++++ Records shown

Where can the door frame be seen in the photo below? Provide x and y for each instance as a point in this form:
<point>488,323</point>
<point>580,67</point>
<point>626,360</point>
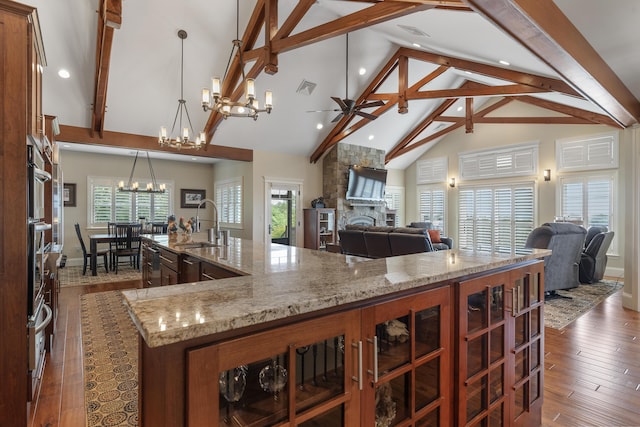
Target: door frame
<point>269,183</point>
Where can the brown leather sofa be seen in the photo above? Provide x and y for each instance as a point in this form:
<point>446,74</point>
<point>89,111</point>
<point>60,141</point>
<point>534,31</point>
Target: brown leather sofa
<point>382,242</point>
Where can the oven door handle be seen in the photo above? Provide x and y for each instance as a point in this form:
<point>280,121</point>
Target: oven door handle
<point>45,322</point>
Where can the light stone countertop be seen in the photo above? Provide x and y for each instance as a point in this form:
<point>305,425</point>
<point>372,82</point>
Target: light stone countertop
<point>281,281</point>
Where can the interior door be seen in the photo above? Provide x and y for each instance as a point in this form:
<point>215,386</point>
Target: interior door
<point>283,212</point>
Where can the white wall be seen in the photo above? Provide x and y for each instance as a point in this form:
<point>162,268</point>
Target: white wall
<point>496,135</point>
<point>77,166</point>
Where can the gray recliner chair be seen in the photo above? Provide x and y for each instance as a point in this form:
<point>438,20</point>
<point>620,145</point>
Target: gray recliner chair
<point>566,240</point>
<point>593,260</point>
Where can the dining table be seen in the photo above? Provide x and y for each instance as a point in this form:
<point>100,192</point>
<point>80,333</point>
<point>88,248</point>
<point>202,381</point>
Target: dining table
<point>94,239</point>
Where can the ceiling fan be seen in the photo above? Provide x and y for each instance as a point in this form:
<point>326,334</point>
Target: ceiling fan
<point>348,106</point>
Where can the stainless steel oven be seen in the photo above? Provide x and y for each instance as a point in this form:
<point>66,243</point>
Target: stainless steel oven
<point>37,177</point>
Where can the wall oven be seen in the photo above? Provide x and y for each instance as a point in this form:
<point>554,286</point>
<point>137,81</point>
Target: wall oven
<point>38,313</point>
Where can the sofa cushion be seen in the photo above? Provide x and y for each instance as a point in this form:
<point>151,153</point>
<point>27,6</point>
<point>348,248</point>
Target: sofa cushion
<point>435,236</point>
<point>380,229</point>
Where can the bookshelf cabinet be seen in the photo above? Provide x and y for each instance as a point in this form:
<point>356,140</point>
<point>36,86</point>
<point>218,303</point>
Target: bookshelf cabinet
<point>319,228</point>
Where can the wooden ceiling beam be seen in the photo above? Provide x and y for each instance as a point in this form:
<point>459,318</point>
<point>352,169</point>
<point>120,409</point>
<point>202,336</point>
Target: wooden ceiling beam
<point>80,135</point>
<point>377,13</point>
<point>541,27</point>
<point>406,146</point>
<point>540,82</point>
<point>570,111</point>
<point>109,19</point>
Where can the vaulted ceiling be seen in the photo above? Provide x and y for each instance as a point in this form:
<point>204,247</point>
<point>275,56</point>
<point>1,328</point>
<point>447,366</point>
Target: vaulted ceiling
<point>577,61</point>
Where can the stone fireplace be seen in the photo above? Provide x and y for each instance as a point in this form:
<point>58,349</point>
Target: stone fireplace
<point>335,166</point>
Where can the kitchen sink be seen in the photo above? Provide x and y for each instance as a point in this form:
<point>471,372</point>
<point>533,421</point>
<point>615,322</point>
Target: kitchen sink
<point>194,245</point>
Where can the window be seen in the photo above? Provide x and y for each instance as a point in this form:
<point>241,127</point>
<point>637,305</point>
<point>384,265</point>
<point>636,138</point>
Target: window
<point>107,204</point>
<point>431,205</point>
<point>590,197</point>
<point>496,219</point>
<point>229,202</point>
<point>394,198</point>
<point>431,170</point>
<point>514,160</point>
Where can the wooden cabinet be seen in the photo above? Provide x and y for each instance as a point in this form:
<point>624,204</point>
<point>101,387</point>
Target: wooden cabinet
<point>408,361</point>
<point>19,36</point>
<point>501,348</point>
<point>189,269</point>
<point>389,364</point>
<point>319,228</point>
<point>169,267</point>
<point>303,374</point>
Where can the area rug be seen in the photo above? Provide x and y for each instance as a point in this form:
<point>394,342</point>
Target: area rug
<point>110,360</point>
<point>72,275</point>
<point>559,312</point>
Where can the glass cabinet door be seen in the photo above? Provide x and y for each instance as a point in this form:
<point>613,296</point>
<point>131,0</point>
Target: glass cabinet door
<point>407,361</point>
<point>526,345</point>
<point>301,374</point>
<point>500,342</point>
<point>483,358</point>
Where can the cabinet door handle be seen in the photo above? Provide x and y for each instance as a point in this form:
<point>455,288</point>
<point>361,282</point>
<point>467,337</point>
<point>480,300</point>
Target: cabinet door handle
<point>374,341</point>
<point>359,377</point>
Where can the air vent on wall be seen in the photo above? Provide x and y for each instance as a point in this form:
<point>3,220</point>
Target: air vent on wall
<point>306,87</point>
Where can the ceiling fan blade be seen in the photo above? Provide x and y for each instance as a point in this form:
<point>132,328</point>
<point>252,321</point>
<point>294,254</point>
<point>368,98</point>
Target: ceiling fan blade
<point>341,103</point>
<point>338,117</point>
<point>365,115</point>
<point>371,104</point>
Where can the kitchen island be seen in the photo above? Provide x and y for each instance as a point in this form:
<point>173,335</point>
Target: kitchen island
<point>304,336</point>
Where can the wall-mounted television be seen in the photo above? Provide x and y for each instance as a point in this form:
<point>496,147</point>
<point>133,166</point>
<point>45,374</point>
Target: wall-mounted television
<point>366,183</point>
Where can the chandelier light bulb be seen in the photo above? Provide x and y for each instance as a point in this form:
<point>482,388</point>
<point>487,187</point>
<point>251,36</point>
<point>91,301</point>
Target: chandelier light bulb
<point>215,87</point>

++++++++

Images in the records should not be copied. Repeat all the rest exactly.

Where can the door frame be seen in the photo below? Provide x and y for each instance as a point in this form:
<point>488,323</point>
<point>580,67</point>
<point>626,360</point>
Target: door frame
<point>269,183</point>
Where can the brown leather sofa be seen in the photo above? Provide x and y for each instance as a point in this form:
<point>446,74</point>
<point>89,111</point>
<point>60,141</point>
<point>534,31</point>
Target: brown leather sofa
<point>382,242</point>
Where can the oven door handle be seen in the photo above? Provide x and y for each instance as a point in this form:
<point>280,121</point>
Target: oven door handle
<point>45,322</point>
Where can the light stone countertop be seen in the photo above? Provide x and y for each instance as a point in this form:
<point>305,425</point>
<point>372,82</point>
Target: light stone countertop
<point>281,281</point>
Where can the interior door be seen in the photo above? Provide x and y for each instance as a point in this form:
<point>215,386</point>
Target: interior door
<point>283,212</point>
Where can the white wall be seen in the photo above? Provide x and y for each instance as a point in this form:
<point>162,268</point>
Target: white wall
<point>496,135</point>
<point>77,166</point>
Where can the gray recliner chair be seen in the photo above? Provide x and y for each instance as a point in this form:
<point>438,20</point>
<point>620,145</point>
Target: gray recliner chair
<point>566,240</point>
<point>593,260</point>
Where can the dining table be seen in the photo above? Provide x and y for each instance as a point in this form:
<point>100,192</point>
<point>80,333</point>
<point>88,248</point>
<point>202,381</point>
Target: dining table
<point>94,239</point>
Where can the ceiling fan be seen in the photo above? Provide x and y for each instance as a point in this form:
<point>326,334</point>
Target: ceiling fan
<point>348,106</point>
Where can the stainless steel oven be seen in the photo above? Provide x and y for each instance as a point in this form:
<point>66,243</point>
Target: stainless steel oven
<point>37,177</point>
Where can the wall oven be seen in the photo above? Provide x and y for each instance as a point in this form:
<point>554,286</point>
<point>137,81</point>
Target: wall oven
<point>38,313</point>
Where can the sofa cushion be seen in the photo above? Provide x and y for each instance as a point in this form:
<point>151,153</point>
<point>27,6</point>
<point>348,248</point>
Target: sofa cushion
<point>435,236</point>
<point>380,229</point>
Where can the bookshelf cabinet be seen in the photo above? Provide x and y for each instance as a point in this form:
<point>356,140</point>
<point>36,86</point>
<point>218,303</point>
Target: bookshelf cabinet
<point>319,228</point>
Where can the wooden ceiling beam be seen in the photo above? Provide x and y for each instance as a point in this form:
<point>459,318</point>
<point>352,169</point>
<point>120,409</point>
<point>202,336</point>
Target: wooden ceiling beam
<point>80,135</point>
<point>377,13</point>
<point>541,27</point>
<point>406,146</point>
<point>540,82</point>
<point>570,111</point>
<point>109,19</point>
Where can the vaulted ceiling be seen in the photo above? Provide x and y for each instance as a point in this form:
<point>204,247</point>
<point>275,56</point>
<point>1,328</point>
<point>447,366</point>
Target: vaulted ceiling
<point>577,61</point>
Where can the stone fireplace be seen in the photo above? Provide x and y for each instance as a point in this form:
<point>58,349</point>
Target: stone fireplace
<point>335,166</point>
Where can the kitchen sink be seen in the photo above? Provide x and y for each instance as a point in this form:
<point>471,372</point>
<point>533,421</point>
<point>615,322</point>
Target: kitchen sink
<point>194,245</point>
Where can the window be seen in the photo above? Provide x and y for each instance as a point in this form:
<point>241,127</point>
<point>637,305</point>
<point>384,265</point>
<point>636,138</point>
Target: window
<point>107,204</point>
<point>431,205</point>
<point>590,197</point>
<point>496,219</point>
<point>229,202</point>
<point>394,198</point>
<point>431,170</point>
<point>514,160</point>
Where can the wooden cabinet be seen in the photo above? Provide x and y for each instance as a point in this form:
<point>624,204</point>
<point>101,387</point>
Target: wooden cabinet
<point>408,361</point>
<point>19,36</point>
<point>501,348</point>
<point>189,269</point>
<point>389,364</point>
<point>319,228</point>
<point>169,267</point>
<point>303,374</point>
Where can the area rug be seen in the photo above? Provide x and y for each instance as a point in this form:
<point>394,342</point>
Target: area rug
<point>110,360</point>
<point>72,275</point>
<point>559,312</point>
Where can the glass cabinet door be seen in the photo above? Provide x and y for each instance as a point in this form:
<point>613,296</point>
<point>131,0</point>
Target: glass cabinet door
<point>407,361</point>
<point>526,345</point>
<point>301,374</point>
<point>500,342</point>
<point>483,358</point>
Where can the cabinet door handle be seen in the photo above? Provide x and y for each instance as a point in this form:
<point>455,288</point>
<point>361,282</point>
<point>467,337</point>
<point>480,300</point>
Target: cabinet door handle
<point>374,341</point>
<point>359,377</point>
Where can the air vent on wall be seen in the photo above? Provide x and y for each instance as a point in this form:
<point>3,220</point>
Target: air vent on wall
<point>306,87</point>
Where can the ceiling fan blade be seen in the photo above? Provide x and y for each instance as a point in this form:
<point>132,328</point>
<point>252,321</point>
<point>294,254</point>
<point>368,98</point>
Target: ceiling fan blade
<point>341,103</point>
<point>338,117</point>
<point>365,115</point>
<point>371,104</point>
Where can the kitchen island be seen in the photo above? Provide x and y for each instance as a point in this form:
<point>173,335</point>
Target: kitchen island
<point>304,336</point>
Where can the wall-mounted television be seen in the photo above? Provide x and y for each instance as a point in this form:
<point>496,147</point>
<point>133,166</point>
<point>45,374</point>
Target: wall-mounted television
<point>366,183</point>
Where can the chandelier light bulb be seen in the photo above? Provide x and y for each instance as a point in this form:
<point>482,388</point>
<point>487,187</point>
<point>251,36</point>
<point>91,301</point>
Target: chandelier light bulb
<point>215,87</point>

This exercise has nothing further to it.